- [GOAL]
Number each line of the records below as a list, leaving out any blank lines.

(Records for bounding box labeling)
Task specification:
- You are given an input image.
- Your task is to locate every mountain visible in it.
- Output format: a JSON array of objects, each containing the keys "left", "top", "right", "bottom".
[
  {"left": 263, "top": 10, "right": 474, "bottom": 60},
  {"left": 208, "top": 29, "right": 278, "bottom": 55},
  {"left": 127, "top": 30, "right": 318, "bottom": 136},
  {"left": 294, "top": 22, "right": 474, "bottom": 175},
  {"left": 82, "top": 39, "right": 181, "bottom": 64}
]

- [TASK SOLUTION]
1. Task specification:
2. - You are given an input image.
3. - Your task is to locate every mountain visible in it.
4. - Output format: a JSON array of objects, each containing the keys "left", "top", "right", "bottom".
5. [
6.   {"left": 263, "top": 10, "right": 474, "bottom": 60},
7.   {"left": 208, "top": 29, "right": 278, "bottom": 55},
8.   {"left": 127, "top": 30, "right": 318, "bottom": 136},
9.   {"left": 294, "top": 22, "right": 474, "bottom": 175},
10.   {"left": 82, "top": 39, "right": 181, "bottom": 64}
11. ]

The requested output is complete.